-- start Data to use --

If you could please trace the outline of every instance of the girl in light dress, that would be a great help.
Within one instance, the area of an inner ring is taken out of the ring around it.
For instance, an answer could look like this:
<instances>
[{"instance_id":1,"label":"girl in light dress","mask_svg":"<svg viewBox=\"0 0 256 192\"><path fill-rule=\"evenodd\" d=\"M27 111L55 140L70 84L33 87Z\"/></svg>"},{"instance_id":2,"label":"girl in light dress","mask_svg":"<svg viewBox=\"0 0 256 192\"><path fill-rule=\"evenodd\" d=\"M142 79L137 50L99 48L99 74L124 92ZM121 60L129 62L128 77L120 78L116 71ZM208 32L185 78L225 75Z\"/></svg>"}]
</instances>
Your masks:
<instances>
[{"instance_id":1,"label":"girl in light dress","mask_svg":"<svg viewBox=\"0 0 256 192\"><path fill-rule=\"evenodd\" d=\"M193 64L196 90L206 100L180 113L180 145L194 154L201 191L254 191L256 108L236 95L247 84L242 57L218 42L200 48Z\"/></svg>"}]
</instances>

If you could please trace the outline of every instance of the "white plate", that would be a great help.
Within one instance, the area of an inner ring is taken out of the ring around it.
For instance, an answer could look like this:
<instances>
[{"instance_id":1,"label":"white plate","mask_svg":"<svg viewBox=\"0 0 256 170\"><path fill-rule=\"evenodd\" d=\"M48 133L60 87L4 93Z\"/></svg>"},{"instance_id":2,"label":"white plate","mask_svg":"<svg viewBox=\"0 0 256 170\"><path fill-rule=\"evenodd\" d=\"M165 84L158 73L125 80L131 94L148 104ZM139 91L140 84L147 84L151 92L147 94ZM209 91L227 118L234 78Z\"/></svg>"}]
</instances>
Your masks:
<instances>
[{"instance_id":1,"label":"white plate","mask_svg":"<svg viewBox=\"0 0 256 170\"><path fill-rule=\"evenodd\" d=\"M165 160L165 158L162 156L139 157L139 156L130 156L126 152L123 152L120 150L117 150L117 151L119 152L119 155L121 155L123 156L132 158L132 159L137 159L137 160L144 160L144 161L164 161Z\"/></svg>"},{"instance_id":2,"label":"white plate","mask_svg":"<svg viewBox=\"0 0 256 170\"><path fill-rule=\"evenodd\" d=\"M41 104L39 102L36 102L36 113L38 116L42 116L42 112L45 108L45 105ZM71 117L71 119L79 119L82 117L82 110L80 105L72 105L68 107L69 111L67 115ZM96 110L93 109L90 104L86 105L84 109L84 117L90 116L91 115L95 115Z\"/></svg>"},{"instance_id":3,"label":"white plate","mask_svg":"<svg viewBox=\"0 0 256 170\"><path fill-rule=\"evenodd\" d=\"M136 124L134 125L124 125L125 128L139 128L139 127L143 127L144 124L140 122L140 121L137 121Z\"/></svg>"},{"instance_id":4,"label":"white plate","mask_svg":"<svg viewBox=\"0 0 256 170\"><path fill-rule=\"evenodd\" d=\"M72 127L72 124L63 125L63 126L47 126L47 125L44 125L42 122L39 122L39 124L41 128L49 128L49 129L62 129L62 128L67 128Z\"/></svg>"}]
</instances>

-- end Data to use --

- [Required work] Locate each line of the records above that contains the string "dress" and copy those lines out in full. Matching is case-sensitive.

- [Correct result]
If you could please trace the outline of every instance of the girl in light dress, that would be a great help.
[{"instance_id":1,"label":"girl in light dress","mask_svg":"<svg viewBox=\"0 0 256 192\"><path fill-rule=\"evenodd\" d=\"M27 111L55 140L70 84L33 87Z\"/></svg>"},{"instance_id":2,"label":"girl in light dress","mask_svg":"<svg viewBox=\"0 0 256 192\"><path fill-rule=\"evenodd\" d=\"M142 79L137 50L99 48L99 74L124 92ZM121 60L129 62L128 77L120 78L116 71ZM208 32L185 78L225 75Z\"/></svg>"}]
[{"instance_id":1,"label":"girl in light dress","mask_svg":"<svg viewBox=\"0 0 256 192\"><path fill-rule=\"evenodd\" d=\"M193 64L196 90L206 100L180 113L180 145L194 154L201 191L254 191L256 108L236 95L247 84L242 57L218 42L200 48Z\"/></svg>"}]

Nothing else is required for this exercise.